### SHORT TASK
In the text below on RabbitMQ MQTT connections, what is suggested for use in place of Management stats?

### TEXT EXCERPT
We hope to improve how RabbitMQ handles many MQTT connections in the future but 32K should be achievable now (I ran some tests with 80K and things were not crashing). There are some things that are intrinsic to the current implementation but there are also some that you might be able to control. Specifically you can play with these parameters:

# disable Management stats and use Prometheus instead
management.disable_stats = true
management_agent.disable_metrics_collector = true
# use less memory per connection
tcp_listen_options.sndbuf  = 8192
tcp_listen_options.recbuf  = 8192
mqtt.tcp_listen_options.sndbuf  = 8192
mqtt.tcp_listen_options.recbuf  = 8192
mqtt.tcp_listen_options.buffer  = 8192

Increase the number of erlang processes (seems like you haven't hit that issue but it's worth keeping in mind that you can):
SERVER_ADDITIONAL_ERL_ARGS="+P134217727"

### RECORDED DATA
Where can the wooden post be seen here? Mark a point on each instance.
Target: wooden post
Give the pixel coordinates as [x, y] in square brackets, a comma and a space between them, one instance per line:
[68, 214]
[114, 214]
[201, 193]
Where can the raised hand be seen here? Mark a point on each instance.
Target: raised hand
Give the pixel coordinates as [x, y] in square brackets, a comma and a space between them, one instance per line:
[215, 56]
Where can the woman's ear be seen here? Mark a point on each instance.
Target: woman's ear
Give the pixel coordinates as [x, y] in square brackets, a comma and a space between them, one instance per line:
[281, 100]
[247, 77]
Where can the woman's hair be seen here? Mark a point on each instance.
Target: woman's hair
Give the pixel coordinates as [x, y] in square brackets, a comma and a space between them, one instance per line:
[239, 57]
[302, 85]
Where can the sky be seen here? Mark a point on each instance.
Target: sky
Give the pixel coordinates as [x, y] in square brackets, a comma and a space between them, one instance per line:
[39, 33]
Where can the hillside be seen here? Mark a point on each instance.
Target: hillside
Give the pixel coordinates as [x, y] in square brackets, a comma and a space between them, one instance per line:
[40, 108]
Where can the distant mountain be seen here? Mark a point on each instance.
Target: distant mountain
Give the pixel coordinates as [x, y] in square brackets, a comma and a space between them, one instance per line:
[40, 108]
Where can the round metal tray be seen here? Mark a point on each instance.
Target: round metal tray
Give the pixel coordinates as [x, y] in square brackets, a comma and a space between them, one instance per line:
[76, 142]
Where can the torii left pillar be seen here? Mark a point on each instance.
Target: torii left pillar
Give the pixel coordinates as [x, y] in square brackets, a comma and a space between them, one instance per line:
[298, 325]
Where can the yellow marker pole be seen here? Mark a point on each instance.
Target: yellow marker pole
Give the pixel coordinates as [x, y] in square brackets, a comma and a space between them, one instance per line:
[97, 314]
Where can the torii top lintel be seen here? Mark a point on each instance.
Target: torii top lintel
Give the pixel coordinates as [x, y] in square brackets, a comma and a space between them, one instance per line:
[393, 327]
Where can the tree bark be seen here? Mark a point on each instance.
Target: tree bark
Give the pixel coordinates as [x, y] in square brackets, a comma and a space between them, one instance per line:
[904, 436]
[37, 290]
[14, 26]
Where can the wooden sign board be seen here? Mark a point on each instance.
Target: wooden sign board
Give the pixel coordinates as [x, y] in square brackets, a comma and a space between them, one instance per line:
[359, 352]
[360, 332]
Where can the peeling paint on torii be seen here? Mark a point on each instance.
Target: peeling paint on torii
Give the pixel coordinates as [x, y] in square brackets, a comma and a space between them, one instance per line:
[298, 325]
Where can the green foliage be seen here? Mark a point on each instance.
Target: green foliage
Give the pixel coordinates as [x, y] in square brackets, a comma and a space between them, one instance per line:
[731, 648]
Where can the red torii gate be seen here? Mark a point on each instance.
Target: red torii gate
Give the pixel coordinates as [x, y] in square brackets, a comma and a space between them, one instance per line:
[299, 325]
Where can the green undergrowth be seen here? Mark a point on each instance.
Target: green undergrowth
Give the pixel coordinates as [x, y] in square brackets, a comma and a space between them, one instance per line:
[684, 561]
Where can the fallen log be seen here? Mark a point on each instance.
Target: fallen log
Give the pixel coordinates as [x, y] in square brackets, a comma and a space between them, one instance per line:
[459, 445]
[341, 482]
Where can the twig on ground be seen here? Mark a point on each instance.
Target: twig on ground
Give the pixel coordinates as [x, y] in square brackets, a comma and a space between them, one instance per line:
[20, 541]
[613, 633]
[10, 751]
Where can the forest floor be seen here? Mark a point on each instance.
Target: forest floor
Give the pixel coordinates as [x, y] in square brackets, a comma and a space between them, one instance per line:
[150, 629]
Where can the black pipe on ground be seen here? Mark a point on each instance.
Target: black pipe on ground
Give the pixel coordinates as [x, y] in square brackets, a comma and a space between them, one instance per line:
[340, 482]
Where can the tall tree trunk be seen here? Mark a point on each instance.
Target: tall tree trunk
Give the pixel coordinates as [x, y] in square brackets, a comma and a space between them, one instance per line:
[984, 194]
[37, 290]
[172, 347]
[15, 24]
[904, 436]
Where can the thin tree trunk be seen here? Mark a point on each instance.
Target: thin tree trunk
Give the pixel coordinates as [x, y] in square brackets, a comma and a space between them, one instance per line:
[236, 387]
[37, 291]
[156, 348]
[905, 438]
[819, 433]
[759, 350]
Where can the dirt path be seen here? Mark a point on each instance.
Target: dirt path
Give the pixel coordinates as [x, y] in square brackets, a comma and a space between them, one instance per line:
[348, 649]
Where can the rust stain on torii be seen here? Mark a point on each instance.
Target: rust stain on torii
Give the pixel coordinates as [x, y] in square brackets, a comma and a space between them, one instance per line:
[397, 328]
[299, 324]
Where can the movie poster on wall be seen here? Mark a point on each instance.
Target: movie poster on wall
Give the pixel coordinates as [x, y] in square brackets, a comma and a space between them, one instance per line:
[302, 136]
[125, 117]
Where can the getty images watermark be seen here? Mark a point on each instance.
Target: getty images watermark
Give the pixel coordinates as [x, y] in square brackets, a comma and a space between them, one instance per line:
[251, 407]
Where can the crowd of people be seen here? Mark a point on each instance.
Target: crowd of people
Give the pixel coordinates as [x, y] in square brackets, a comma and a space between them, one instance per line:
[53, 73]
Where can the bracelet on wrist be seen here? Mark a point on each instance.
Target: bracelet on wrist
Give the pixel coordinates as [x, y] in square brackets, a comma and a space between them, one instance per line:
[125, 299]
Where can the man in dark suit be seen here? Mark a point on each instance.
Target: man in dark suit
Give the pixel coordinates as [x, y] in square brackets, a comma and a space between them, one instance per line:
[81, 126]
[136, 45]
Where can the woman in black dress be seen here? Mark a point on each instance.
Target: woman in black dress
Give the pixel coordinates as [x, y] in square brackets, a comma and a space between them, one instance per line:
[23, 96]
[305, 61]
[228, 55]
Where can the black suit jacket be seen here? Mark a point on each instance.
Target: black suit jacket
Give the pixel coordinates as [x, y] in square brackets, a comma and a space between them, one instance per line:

### ANSWER TO THE TASK
Prometheus